→ SOURCE EXTRACT

Spring 2003 was not a good time for the Chang Gung Memorial Hospital in southern Taiwan. It admitted its first patient with severe acute respiratory syndrome (SARS) in late April. After that, 79 patients and hospital workers became infected, including five physicians. One of the physicians died on May 16.
However, Mian-Yoon Chong, M.D., Ph.D., chair of psychiatry at the hospital,“ was ready for the challenge of the SARS epidemic,” he told Psychiatric News. “It was because I had been involved in trauma and disaster work and research before. [For instance] in the devastating earthquake of September 21, 1999 in Taiwan.... I was one of the first psychiatrists involved in the rescue work.”
So, in addition to organizing his hospital staff into teams to help hospital workers deal with the SARS epidemic, Chong realized that the situation was an excellent one to learn how SARS affects health care workers. At his own expense, he and some of his colleagues decided to study as many health care workers in the hospital as possible to find out how they were reacting.
Their study took place from May 12, 2003 to June 27, 2000—the period when the hospital was officially declared as having a serious SARS infection. All staff working at the hospital at this time were invited to participate. A questionnaire was distributed at all work stations in the hospital and also over the Internet, to which all hospital workers had free access.
The questionnaire was composed of three parts—basic demographic questions and questions about SARS exposure; the Impact of Event Scale; and the Chinese Health Questionnaire.
The Impact of Event Scale is used to assess the frequency of intrusive and avoidance phenomena in response to a specific stressful life event. The scale has demonstrated extensive reliability and validity and is often used in trauma research. The Chinese Health Questionnaire is a screening instrument used to assess psychiatric morbidity in the Chinese community. It inquires about anxiety, depression, poor family relationships, somatic symptoms, and sleep problems.

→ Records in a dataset

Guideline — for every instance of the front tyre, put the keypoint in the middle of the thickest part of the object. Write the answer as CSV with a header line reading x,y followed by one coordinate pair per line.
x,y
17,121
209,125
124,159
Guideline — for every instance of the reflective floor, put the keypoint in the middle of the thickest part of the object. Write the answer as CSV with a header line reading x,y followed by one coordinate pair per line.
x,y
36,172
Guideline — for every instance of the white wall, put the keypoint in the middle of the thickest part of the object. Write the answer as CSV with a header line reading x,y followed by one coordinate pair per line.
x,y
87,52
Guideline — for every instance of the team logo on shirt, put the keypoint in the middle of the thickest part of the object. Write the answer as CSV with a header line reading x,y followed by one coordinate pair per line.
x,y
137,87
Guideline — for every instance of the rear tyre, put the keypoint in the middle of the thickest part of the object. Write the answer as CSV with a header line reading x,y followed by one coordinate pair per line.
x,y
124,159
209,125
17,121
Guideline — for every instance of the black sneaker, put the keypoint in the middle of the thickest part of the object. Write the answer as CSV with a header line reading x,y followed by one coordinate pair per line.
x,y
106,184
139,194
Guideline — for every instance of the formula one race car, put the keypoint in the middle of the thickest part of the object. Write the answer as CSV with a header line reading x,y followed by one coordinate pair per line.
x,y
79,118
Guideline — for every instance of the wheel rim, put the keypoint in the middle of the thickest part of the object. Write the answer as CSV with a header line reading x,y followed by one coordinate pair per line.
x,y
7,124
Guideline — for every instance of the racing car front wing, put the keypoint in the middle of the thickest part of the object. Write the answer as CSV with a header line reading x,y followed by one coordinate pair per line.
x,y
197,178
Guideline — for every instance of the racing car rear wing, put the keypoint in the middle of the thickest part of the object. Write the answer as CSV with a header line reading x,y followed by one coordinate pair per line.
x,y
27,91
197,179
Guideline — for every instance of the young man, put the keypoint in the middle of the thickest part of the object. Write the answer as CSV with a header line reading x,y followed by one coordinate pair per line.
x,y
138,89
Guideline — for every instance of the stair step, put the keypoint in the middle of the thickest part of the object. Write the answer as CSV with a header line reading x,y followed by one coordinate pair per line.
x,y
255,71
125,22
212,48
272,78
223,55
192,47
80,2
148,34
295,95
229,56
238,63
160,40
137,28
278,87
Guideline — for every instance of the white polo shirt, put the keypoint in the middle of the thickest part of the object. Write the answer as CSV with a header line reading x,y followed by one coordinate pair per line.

→ ACTIONS TO TAKE
1 – Answer these questions from the SARS study text:
(a) When did the hospital take in its first SARS patient?
(b) Where was the questionnaire handed out?
(c) What does the Chinese Health Questionnaire ask about?
2 – Reproduce part of the SARS study text word for word. Begin at the words "So, in addition", and stop after "they were reacting.".
The listing is separate material and has nothing to do with the SARS study text.

→ RESULTS
1 –
(a) In late April 2003.
(b) At all work stations in the hospital and over the Internet.
(c) Anxiety, depression, poor family relationships, somatic symptoms, and sleep problems.

2 –
So, in addition to organizing his hospital staff into teams to help hospital workers deal with the SARS epidemic, Chong realized that the situation was an excellent one to learn how SARS affects health care workers. At his own expense, he and some of his colleagues decided to study as many health care workers in the hospital as possible to find out how they were reacting.